SELECTED PASSAGE

--------------------------------

Calm before the storm for Japan suicides as coronavirus ravages economy

Author: Agencies

The phones at the Tokyo suicide hotline start ringing as soon as it opens for its once-weekly overnight session. They don’t stop until the lone volunteer fielding calls from hundreds of people yearning to talk signs out early the next morning.

Both operating days and volunteer numbers at the volunteer-run Tokyo Befrienders call centre have been cut to avoid coronavirus infection, but the desperate need remains.

“There are so many people who want to connect and talk to somebody, but the fact is we can’t answer all of them,” centre director Machiko Nakayama told Reuters.

Health workers fear the pandemic’s economic shock will return Japan to 14 dark years from 1998 when more than 30,000 people took their lives annually. With the grim distinction of the highest suicide rate among G7 nations, Japan adopted legal and corporate changes that helped lower the toll to just over 20,000 last year.

Worried the current crisis will reverse that downward trend, frontline workers are urging the government to boost both fiscal aid and practical support.

“We need to take steps now, before the deaths begin,” said Hisao Sato, head of an NGO that provides counseling and economic advice in Akita, a northern prefecture long known for Japan’s worst suicide rate.

National suicides fell 20% year-on-year in April, the first month of the country’s soft lockdown, but experts said that was likely due to an internationally recognised phenomenon in which suicides decrease during crises, only to rise afterwards. “It’s the quiet before the storm, but the clouds are upon us,” Sato said.

Prevention workers see echoes of 1998 when a sales tax hike and the Asian economic crisis first drove annual suicides above 30,000, then to a peak of almost 34,500 in 2003.

Economic circumstance is the second biggest reason for suicides, behind health, according to 2019 police data, which also shows that men are nearly three times more likely to kill themselves than women, and most are in the 40-60 age group.

The current crisis, which is forecast to shrink Japan’s economy 22.2 percent this quarter, is especially dangerous for cash-strapped small and medium-sized businesses for whom government subsidies might not arrive in time.

--------------------------------

INFORMATION SHOWN

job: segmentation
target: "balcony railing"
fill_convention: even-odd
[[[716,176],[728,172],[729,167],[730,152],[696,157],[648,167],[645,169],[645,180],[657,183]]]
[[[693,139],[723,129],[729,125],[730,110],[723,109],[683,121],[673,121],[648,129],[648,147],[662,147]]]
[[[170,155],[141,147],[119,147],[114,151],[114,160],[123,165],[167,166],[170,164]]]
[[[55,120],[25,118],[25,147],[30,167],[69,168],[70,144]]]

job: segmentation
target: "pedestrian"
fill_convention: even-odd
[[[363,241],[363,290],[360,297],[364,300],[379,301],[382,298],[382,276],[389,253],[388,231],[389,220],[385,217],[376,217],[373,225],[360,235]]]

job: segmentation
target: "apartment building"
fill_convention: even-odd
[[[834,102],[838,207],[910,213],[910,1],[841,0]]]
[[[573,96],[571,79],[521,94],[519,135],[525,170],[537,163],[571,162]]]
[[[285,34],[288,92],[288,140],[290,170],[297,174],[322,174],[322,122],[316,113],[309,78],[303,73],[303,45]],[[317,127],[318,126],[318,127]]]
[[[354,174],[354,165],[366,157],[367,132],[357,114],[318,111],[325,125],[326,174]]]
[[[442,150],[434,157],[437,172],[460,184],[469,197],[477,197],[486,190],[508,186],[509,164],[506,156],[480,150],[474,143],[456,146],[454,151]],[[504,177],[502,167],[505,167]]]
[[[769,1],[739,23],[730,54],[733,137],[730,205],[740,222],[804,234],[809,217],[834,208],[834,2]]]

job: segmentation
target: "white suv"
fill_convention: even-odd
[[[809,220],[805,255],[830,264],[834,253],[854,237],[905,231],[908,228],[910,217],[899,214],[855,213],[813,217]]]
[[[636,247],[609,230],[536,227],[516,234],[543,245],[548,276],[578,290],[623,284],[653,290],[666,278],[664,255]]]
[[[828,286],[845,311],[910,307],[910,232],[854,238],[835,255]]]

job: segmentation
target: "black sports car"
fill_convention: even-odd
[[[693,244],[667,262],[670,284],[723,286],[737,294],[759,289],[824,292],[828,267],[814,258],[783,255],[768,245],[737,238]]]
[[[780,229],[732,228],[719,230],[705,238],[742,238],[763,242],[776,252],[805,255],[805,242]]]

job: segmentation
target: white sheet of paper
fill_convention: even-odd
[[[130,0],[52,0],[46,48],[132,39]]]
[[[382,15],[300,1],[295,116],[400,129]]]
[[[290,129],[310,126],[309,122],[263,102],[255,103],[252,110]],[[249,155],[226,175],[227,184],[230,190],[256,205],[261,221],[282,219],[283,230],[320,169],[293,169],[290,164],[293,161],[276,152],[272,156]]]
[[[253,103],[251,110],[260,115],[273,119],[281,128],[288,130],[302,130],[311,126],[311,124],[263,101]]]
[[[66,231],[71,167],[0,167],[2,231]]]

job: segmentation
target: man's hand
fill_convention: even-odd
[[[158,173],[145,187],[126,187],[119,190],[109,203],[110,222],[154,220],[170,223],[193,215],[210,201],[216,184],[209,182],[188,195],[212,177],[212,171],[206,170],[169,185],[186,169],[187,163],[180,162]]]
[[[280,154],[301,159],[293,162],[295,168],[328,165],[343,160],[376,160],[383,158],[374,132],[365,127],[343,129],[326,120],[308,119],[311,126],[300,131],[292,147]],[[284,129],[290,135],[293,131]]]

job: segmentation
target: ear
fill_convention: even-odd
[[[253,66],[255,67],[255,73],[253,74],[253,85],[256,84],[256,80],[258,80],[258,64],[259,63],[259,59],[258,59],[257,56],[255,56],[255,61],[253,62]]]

--------------------------------

DIRECTIONS
1: According to the article on suicides in Japan, what was the peak number of annual suicides reached in 2003?
2: Reproduce word for word the part of the article on suicides in Japan from "Both operating days" to "Nakayama told Reuters.".
3: Decide whether each statement agrees with the article on suicides in Japan, and quote the words that settle it.
(a) The Tokyo Befrienders call centre has reduced both its operating days and its volunteer numbers.
(b) National suicides rose year-on-year in April.
(c) The 2019 police data rank health as a bigger reason for suicides than economic circumstance.

YOUR RESPONSES
1: Almost 34,500.

2:
Both operating days and volunteer numbers at the volunteer-run Tokyo Befrienders call centre have been cut to avoid coronavirus infection, but the desperate need remains.

“There are so many people who want to connect and talk to somebody, but the fact is we can’t answer all of them,” centre director Machiko Nakayama told Reuters.

3:
(a) Yes: "Both operating days and volunteer numbers at the volunteer-run Tokyo Befrienders call centre have been cut to avoid coronavirus infection"
(b) No: "National suicides fell 20% year-on-year in April"
(c) Yes: "Economic circumstance is the second biggest reason for suicides, behind health"